§ YOUR OBJECTIVE
Copy every one of the records below word for word, leaving the pictures out of your copy.

-- Begin INPUT ROWS --

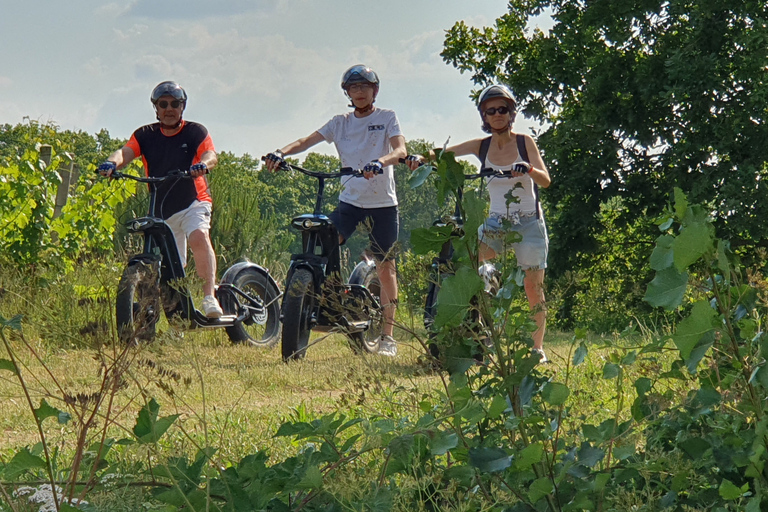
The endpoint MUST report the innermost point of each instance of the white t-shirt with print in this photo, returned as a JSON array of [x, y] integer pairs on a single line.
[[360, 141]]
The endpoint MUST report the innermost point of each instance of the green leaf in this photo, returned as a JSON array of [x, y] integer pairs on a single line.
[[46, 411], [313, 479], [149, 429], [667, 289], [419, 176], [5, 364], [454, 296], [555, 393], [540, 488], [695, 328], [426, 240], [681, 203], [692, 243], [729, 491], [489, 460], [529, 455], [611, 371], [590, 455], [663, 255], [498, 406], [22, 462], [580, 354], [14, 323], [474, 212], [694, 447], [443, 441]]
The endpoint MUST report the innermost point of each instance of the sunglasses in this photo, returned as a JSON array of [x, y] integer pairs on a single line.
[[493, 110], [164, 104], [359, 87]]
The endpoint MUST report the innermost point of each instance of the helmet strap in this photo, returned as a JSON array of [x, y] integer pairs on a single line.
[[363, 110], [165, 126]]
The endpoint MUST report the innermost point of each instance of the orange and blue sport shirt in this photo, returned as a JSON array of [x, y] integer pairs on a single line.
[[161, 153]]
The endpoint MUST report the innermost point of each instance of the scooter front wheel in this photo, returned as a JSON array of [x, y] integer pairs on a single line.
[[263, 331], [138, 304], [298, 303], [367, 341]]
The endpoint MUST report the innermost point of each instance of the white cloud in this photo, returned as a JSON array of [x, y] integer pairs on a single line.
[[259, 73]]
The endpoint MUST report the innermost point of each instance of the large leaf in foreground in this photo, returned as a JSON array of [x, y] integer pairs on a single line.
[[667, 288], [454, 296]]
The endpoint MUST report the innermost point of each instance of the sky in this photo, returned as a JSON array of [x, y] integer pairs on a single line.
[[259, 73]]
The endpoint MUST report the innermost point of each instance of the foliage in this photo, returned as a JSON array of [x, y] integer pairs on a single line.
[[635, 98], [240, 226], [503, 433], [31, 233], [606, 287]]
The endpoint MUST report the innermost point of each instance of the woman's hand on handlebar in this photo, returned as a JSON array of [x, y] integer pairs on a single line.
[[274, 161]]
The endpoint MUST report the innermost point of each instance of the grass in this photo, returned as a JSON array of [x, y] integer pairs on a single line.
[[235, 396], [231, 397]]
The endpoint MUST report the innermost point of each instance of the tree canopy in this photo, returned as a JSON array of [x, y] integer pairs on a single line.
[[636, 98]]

-- End INPUT ROWS --

§ RESPONSE FOR THIS EXERCISE
The endpoint MUST report the innermost point of each instance of the white t-shirt with print in this photo, returned as a JSON array of [x, y] integer pairs on a single line.
[[360, 141]]
The endpoint MUST report the innermost point of each instance of the green leaf in this photo, returned as a JSON array of [x, y] integer pairs on a single line.
[[46, 411], [313, 479], [149, 429], [667, 289], [419, 176], [5, 364], [454, 296], [555, 393], [540, 488], [695, 328], [426, 240], [681, 203], [692, 243], [729, 491], [489, 460], [529, 455], [611, 371], [590, 455], [663, 255], [498, 406], [22, 462], [580, 354], [14, 323], [474, 212], [694, 447], [443, 441]]
The endpoint MUST report the innermost point of each instance of the sunglasses in this photo, returned as a JSON array of [x, y] integer pairs on a single line.
[[493, 110], [164, 104], [359, 87]]
The endpoint MUST report the innermost point of each instance of the helmet strap in this photo, returned as a JSON array of [x, y] integer pairs on a single line.
[[363, 110], [165, 126]]
The endpoint MUST report the innermost point of each instance of the orange and blue sport shirt in this photo, returned as a JSON array of [x, y] integer pairs on a single line.
[[161, 153]]
The endpoint MUST report the innermost point of each instance of the scooter front wheel in this photo, returned as a JSON array of [x, y] integer pairs on a single line.
[[263, 331], [138, 304], [298, 303], [367, 341]]
The endpoint MUST report the innermost point of each instance of the white cloud in this photo, returned as a JSON array of [x, y] integer pairs on a single line.
[[259, 73]]
The endpoint MUST report the innermost point of each instance of the large leaf in foreground in this photo, returned as a JSON array of [x, y] integer pairs on a single line.
[[667, 288], [454, 296]]
The endpoint MUST report the innermost point of each instance of the sky in this photo, returned as a JSON array of [x, y] integer pairs on a single line.
[[259, 73]]
The endpoint MUST report the innermost point of each instance of the foliage in this photo, returned as a JSON array of [x, y] integer pairs on a single line.
[[635, 98], [240, 226], [503, 433], [31, 233], [606, 287]]
The endpoint MUST report the innermost point of each instance of the woman's hand on handlebar in this photo, returned as a JSON array of [x, y] integer pairs on a single line.
[[274, 161]]
The endpoint MUST report the innermost point of each instance of the grass in this photo, returned as a JSON array of [x, y] integer pairs on a single line.
[[235, 396], [231, 397]]
The endpoint MUST report the innermost point of each instance of the tree canopy in this photo, returned as a JSON array of [x, y] integer pairs on a single line.
[[636, 98]]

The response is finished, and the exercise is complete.